-- Problem description --
Your task is to print all of the material verbatim.

== Information supplied

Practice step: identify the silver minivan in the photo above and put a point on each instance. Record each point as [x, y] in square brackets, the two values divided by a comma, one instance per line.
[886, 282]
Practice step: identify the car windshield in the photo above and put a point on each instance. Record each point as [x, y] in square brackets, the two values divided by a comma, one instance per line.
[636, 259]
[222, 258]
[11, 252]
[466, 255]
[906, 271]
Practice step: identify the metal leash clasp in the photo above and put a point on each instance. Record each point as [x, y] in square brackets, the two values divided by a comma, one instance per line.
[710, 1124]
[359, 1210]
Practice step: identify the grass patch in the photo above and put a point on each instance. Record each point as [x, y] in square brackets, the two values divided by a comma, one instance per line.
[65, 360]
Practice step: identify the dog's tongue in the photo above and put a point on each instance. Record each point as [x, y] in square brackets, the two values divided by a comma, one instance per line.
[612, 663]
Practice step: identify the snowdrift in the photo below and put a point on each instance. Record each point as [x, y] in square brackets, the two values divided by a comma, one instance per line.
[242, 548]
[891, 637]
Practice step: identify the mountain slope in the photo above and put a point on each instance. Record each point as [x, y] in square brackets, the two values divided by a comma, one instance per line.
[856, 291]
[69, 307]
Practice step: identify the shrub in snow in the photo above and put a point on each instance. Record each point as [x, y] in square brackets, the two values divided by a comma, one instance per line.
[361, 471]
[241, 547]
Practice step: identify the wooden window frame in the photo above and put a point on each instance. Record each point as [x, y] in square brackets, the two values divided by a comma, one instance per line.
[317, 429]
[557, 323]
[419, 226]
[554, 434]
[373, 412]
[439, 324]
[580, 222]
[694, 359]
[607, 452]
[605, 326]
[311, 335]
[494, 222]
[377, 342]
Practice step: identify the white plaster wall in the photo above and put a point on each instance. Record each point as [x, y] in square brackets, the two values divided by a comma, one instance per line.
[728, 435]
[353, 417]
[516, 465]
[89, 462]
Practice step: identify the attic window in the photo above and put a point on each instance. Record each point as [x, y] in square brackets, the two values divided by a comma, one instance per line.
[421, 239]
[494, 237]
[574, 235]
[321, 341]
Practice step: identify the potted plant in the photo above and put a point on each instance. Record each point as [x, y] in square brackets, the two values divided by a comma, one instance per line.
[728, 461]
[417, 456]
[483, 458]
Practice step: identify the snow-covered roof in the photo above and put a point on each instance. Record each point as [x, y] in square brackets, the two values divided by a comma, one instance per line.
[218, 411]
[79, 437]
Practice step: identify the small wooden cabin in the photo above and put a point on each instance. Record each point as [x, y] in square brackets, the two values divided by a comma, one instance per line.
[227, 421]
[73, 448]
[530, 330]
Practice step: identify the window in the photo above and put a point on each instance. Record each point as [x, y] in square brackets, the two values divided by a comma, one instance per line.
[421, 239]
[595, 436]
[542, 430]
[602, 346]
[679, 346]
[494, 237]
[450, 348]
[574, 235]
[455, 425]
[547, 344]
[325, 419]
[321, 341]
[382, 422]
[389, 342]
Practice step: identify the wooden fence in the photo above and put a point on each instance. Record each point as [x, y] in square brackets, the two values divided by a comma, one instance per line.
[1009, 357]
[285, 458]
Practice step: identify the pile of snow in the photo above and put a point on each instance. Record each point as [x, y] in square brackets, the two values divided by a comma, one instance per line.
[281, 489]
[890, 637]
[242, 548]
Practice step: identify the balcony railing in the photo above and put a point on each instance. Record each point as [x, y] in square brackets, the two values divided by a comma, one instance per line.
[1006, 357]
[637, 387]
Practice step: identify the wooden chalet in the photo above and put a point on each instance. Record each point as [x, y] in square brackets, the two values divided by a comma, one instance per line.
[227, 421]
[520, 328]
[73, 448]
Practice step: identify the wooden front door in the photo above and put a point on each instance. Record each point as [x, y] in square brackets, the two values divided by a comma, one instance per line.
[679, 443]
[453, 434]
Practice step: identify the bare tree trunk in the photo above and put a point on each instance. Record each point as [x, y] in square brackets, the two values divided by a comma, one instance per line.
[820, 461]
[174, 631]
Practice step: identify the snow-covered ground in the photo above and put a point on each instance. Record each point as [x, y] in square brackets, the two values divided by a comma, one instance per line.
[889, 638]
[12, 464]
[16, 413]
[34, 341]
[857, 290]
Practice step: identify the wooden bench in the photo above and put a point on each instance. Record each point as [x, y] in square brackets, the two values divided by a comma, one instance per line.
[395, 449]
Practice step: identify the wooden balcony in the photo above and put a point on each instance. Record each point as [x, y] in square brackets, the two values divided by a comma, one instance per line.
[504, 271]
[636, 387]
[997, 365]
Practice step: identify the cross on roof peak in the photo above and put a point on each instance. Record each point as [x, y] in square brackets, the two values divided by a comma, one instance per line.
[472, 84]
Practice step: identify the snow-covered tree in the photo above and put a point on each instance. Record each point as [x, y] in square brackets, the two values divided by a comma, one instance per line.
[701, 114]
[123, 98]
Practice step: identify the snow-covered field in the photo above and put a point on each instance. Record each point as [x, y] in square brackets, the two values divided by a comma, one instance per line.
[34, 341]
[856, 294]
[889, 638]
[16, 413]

====

-- Complete response --
Practice step: identify the silver minivan in the photo above and put a point on each instance. Record each point as [x, y] in square brackets, the two values divided by a comma, one instance per line.
[886, 282]
Practice step: identify the car windshield in the photo above and put a point on each instance. Record each point as [x, y] in square brackets, the two values divided by a comma, one instance per line.
[636, 259]
[222, 258]
[11, 252]
[466, 255]
[906, 271]
Practice step: identify the metal leash clasp in the photo above and put a point on each instance. Record each point as [x, y] in square brackets, the two values divided by a comma, one instance per line.
[710, 1124]
[359, 1210]
Practice step: identify the grass patch in the photo above and put a point on each instance. Record each point as [x, y] in square brackets, the two values divided by a comma, one instance per line.
[65, 360]
Practice step: identify the dog's tongue in the photo above and put a point on each instance. Record each point as [x, y] in square brackets, the two values divided by a comma, one instance per line.
[612, 663]
Practice step: identify the snowdrift in the photo below and put a point on each instance. Record each point as [x, y] in square brackets, the two values divided by a comma, one instance per line.
[242, 548]
[891, 637]
Practice step: identify the mountain slope in the photo above and put a point on each instance. Record each point as [x, y] in square brackets, the two values divided by a comma, one instance per line.
[856, 291]
[69, 307]
Practice step: identify the shrub in snow in the photo above and put a point on each instance. Record each point as [x, y] in square brackets, the two values divided by a comma, one instance per line.
[361, 471]
[241, 547]
Practice step: identify the wooden window frame in the photo above and put a point on each instance. Record each point as [x, y] in square brackets, the two values divided by a comma, one instance per line.
[317, 429]
[557, 323]
[419, 226]
[554, 434]
[373, 412]
[439, 324]
[580, 222]
[694, 359]
[607, 452]
[605, 326]
[311, 335]
[494, 222]
[377, 342]
Practice step: identify the white plaster wall in the photo above and put a point on each instance. Record each point as [x, y] in square brackets, the two values divided by a comma, one instance per line.
[728, 435]
[353, 417]
[516, 465]
[89, 462]
Practice step: identify the attic window in the photo above and put a point on each instance. Record each point as [x, y] in square brackets, the two values divided by a comma, one instance per line.
[421, 239]
[494, 237]
[574, 235]
[321, 341]
Practice step: identify the potted plant in the photo above and put a point on each instance. Record each point as [x, y] in square brackets, the two values divided by a comma, one instance per line.
[728, 461]
[417, 456]
[483, 458]
Practice step: identify the snow-covered roof in the photo above and put a point on each instance. Record each point as [x, y] in square brackets, the two values divided by a comma, one instance per line.
[218, 411]
[79, 437]
Practice step: identify the small wooden cabin in the photo above and put a point on each instance. Record each point as [x, y] in square brackets, the two values divided by a comma, one instance per line.
[227, 421]
[73, 448]
[530, 330]
Practice step: identify the window in the photo above and put a point on each instance. Record each point as [x, y] in square brackets, the two values divided by a comma, one instance per line.
[421, 239]
[595, 436]
[542, 430]
[602, 346]
[679, 346]
[494, 237]
[450, 348]
[574, 235]
[455, 425]
[547, 344]
[325, 419]
[321, 341]
[382, 422]
[389, 342]
Practice step: identify the wooden fence in the photo above and put a point on each instance. Record each point as [x, y] in square brackets, the two values divided by a comma, one instance per line.
[1009, 357]
[285, 458]
Practice step: identify the pile of snow in the photo above and put a point on each instance. Record each point as [x, y] in square brackets, the two values divided by a comma, one instance per line.
[281, 489]
[890, 637]
[242, 548]
Practice step: identify the balcony railing in the photo above and put a point on each instance. Record each point as [x, y] in square brackets, the two values divided by a comma, one instance per line.
[1006, 357]
[637, 387]
Practice step: identify the wooden chalet in the photo above and put a point on each instance. Record each point as [x, y] in square brackets, the two values divided by a comma, one instance per line.
[227, 421]
[520, 328]
[73, 448]
Practice step: identify the wooden front door in the photo above and put a point on each instance. Record each point as [x, y] in square brackets, the two values divided by a comma, one instance per line.
[679, 443]
[453, 434]
Practice step: identify the bare tree trunk in the photo above and put a point on each instance. Record each point as [x, y] in square brackets, the two values divided by a comma, one instance per line.
[820, 461]
[174, 631]
Practice step: identify the snow-covered ground in the photo above and put a point on each instance. Record each point as [x, y] in square brackets, the two values divided by a comma, one instance per line.
[889, 638]
[12, 464]
[16, 413]
[34, 341]
[857, 290]
Practice step: identify the wooden bench in the photo above and put a point on each instance. Record each point as [x, y] in square brackets, the two values divided by a comma, one instance per line.
[395, 449]
Practice step: identify the wooden balcony in the photo above and put a point on each instance. Record each point as [x, y] in square brackets, the two values divided by a comma, one instance per line.
[504, 271]
[636, 387]
[997, 365]
Practice step: identify the cross on roof peak in the photo above and put a point on each instance. Record each point as [x, y] in square brackets, the two values divided by a comma, one instance per line.
[472, 84]
Practice step: identify the snow-covered tree in the photo above and put a point on each instance. Record each point as [x, y] in square brackets, the two values divided by a comma, one instance per line.
[701, 114]
[123, 98]
Practice step: identify the snow-covered field in the photo above and put a point on each instance. Record each point as [x, y] in square brackets, the two values divided by a comma, one instance per line.
[34, 341]
[856, 294]
[889, 638]
[16, 413]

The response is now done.